> WORK TO COMPLETE
Copy out, word for word, the lines of the records below. Begin at the line that contains "Locate every instance of the college" and continue through the last line of the records.

-- start DATA FOR THIS TASK --

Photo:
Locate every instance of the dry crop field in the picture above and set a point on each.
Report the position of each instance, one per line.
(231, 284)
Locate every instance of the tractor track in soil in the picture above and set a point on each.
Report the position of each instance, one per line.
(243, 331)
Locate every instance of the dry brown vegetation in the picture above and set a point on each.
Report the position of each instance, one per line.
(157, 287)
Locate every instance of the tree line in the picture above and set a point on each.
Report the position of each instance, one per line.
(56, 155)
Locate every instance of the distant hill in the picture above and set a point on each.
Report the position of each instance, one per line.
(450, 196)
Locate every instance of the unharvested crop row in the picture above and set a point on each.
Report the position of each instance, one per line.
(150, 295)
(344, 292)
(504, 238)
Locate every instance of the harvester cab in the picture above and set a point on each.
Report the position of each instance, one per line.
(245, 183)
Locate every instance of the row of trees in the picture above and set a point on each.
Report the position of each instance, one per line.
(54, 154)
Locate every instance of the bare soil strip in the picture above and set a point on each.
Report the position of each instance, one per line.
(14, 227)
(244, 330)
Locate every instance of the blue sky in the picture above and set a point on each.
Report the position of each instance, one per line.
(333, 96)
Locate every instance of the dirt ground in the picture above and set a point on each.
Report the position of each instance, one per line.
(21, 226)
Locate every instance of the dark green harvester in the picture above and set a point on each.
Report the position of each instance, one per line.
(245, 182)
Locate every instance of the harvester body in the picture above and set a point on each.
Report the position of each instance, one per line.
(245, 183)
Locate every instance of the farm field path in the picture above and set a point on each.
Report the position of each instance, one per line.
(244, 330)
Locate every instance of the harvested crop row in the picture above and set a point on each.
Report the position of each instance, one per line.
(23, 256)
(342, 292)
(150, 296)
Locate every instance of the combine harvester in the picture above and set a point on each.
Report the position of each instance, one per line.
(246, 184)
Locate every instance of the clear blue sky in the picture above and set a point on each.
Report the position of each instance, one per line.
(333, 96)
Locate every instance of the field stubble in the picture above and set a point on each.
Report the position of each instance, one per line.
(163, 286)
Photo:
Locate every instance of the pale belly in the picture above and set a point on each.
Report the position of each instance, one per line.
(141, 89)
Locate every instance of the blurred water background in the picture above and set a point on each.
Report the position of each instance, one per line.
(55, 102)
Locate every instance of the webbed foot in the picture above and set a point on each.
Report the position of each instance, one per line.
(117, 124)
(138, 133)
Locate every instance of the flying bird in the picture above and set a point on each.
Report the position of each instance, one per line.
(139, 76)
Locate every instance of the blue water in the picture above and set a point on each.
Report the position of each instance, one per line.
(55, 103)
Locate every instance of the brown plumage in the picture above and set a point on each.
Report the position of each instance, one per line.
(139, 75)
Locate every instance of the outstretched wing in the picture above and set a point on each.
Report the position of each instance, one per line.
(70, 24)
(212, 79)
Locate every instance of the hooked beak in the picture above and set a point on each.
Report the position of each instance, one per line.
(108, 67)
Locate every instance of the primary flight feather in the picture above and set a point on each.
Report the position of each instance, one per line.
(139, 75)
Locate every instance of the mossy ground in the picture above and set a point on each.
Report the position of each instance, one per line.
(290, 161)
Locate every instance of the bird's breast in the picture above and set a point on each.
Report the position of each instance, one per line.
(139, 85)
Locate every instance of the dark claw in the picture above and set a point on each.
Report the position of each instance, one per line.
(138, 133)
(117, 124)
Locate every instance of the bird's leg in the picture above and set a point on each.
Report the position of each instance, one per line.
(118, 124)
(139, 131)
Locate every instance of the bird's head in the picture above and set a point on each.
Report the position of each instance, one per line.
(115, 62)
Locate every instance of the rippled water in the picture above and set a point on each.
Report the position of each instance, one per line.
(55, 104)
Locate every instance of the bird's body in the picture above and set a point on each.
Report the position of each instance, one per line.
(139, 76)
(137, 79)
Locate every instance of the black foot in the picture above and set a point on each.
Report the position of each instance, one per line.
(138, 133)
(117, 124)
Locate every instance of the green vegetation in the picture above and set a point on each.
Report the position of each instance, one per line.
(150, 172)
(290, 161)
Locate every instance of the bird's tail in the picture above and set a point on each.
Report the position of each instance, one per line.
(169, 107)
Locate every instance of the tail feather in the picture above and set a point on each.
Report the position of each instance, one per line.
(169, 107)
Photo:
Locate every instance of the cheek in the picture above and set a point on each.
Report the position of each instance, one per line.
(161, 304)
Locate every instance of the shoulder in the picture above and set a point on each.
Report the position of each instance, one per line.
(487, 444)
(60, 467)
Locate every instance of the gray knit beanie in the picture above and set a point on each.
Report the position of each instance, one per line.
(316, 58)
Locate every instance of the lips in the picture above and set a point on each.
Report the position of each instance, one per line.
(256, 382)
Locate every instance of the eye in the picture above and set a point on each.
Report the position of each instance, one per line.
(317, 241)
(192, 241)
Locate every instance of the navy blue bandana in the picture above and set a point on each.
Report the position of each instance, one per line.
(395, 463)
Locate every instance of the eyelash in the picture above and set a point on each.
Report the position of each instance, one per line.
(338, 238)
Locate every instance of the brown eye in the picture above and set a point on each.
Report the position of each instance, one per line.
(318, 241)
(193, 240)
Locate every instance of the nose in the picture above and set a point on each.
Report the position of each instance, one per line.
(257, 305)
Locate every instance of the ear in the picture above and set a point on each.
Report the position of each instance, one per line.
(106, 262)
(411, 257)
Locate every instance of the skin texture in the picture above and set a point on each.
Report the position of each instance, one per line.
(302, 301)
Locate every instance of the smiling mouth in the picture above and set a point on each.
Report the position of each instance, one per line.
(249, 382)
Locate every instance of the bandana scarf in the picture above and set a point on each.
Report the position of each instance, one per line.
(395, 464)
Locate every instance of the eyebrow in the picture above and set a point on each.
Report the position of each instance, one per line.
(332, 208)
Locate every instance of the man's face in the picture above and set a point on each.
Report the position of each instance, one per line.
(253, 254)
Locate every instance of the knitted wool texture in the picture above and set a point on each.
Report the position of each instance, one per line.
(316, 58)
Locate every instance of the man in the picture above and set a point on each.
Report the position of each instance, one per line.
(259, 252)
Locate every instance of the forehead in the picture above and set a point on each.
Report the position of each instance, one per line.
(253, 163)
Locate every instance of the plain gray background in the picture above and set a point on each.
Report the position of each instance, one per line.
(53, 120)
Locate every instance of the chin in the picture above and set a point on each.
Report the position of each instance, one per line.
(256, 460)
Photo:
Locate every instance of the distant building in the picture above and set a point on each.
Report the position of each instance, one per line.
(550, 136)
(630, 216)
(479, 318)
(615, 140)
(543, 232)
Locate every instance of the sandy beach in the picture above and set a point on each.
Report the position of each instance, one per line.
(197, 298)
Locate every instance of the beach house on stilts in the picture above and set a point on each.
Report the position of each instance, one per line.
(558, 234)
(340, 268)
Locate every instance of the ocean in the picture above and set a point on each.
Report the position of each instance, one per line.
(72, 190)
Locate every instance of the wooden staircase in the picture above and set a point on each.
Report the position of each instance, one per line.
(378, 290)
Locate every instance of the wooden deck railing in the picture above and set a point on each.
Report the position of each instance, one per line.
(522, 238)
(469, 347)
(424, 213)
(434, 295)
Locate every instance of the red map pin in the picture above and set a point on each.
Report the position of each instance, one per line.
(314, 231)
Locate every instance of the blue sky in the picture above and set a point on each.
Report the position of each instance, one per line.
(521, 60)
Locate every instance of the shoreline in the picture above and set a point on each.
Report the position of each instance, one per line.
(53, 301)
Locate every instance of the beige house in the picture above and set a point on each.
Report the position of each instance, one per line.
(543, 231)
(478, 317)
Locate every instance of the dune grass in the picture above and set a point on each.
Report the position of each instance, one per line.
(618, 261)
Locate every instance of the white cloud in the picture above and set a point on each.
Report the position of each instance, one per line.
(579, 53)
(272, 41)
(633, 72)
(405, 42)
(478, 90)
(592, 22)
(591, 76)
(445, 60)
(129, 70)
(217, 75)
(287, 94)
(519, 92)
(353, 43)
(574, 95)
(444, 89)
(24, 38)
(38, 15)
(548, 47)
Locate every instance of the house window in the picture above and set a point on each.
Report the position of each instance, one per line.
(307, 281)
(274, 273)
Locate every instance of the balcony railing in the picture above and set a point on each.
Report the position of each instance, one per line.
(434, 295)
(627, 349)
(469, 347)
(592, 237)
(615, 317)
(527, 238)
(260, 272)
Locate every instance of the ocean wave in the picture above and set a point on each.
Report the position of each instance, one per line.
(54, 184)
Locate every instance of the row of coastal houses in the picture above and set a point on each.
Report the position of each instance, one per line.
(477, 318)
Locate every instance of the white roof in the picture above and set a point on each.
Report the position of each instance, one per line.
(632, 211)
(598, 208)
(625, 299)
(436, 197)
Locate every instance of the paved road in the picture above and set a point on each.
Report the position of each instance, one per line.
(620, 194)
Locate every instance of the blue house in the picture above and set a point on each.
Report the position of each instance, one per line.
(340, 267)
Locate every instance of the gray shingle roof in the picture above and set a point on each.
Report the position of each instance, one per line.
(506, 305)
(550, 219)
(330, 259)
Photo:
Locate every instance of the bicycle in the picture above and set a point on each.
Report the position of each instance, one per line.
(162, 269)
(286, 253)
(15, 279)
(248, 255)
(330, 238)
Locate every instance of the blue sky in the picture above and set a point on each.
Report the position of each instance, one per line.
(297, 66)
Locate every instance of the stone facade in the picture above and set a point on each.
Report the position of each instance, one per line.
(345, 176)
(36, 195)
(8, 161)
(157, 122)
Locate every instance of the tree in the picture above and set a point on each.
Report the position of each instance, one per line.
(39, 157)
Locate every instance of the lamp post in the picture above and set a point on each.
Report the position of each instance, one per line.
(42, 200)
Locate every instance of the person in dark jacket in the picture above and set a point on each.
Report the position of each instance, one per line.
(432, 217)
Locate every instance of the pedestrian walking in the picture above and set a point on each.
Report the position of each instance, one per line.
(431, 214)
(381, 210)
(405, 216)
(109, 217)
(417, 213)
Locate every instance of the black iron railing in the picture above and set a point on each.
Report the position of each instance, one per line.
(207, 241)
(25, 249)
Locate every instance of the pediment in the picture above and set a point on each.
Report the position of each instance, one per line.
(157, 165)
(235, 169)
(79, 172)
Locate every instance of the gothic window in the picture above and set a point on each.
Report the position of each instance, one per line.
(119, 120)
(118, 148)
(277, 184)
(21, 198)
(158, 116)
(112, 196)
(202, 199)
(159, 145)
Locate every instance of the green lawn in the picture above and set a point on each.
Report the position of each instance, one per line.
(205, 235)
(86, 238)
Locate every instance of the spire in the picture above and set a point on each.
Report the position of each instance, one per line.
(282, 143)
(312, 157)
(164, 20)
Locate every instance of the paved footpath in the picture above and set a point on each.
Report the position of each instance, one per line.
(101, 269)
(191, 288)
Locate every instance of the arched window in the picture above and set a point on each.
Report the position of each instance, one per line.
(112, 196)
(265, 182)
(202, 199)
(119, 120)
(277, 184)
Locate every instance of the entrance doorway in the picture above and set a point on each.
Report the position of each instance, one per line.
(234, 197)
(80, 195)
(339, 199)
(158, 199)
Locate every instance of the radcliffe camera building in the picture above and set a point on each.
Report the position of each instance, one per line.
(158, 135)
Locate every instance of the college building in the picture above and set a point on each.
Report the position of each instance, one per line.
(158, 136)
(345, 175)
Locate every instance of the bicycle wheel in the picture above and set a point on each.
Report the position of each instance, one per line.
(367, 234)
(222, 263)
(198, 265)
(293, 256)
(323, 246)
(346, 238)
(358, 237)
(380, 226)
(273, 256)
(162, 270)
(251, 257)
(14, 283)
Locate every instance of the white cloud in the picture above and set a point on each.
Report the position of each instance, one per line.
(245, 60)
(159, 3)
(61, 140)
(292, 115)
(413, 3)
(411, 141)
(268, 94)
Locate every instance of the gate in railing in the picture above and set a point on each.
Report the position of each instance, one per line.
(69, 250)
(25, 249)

-- end DATA FOR THIS TASK --

> TASK RESULT
Locate every instance of the college building in the picture above and set a point on each.
Report the position of each instance, one per line.
(158, 136)
(345, 175)
Locate every instance of the bicycle wheel in the picture above and set a point on each.
Report the position of each instance, one per line.
(367, 234)
(222, 263)
(198, 265)
(293, 256)
(323, 246)
(346, 238)
(358, 237)
(380, 226)
(273, 256)
(162, 270)
(251, 257)
(14, 283)
Locate every instance of the white cloud in the picture above and set a point on each.
Report the position of each instance, one per line.
(245, 60)
(159, 3)
(61, 140)
(292, 115)
(413, 3)
(411, 141)
(268, 94)
Locate every instance of the gate in railing in the picture above and set a point on each.
Report the position of each instance, one per line.
(69, 250)
(25, 249)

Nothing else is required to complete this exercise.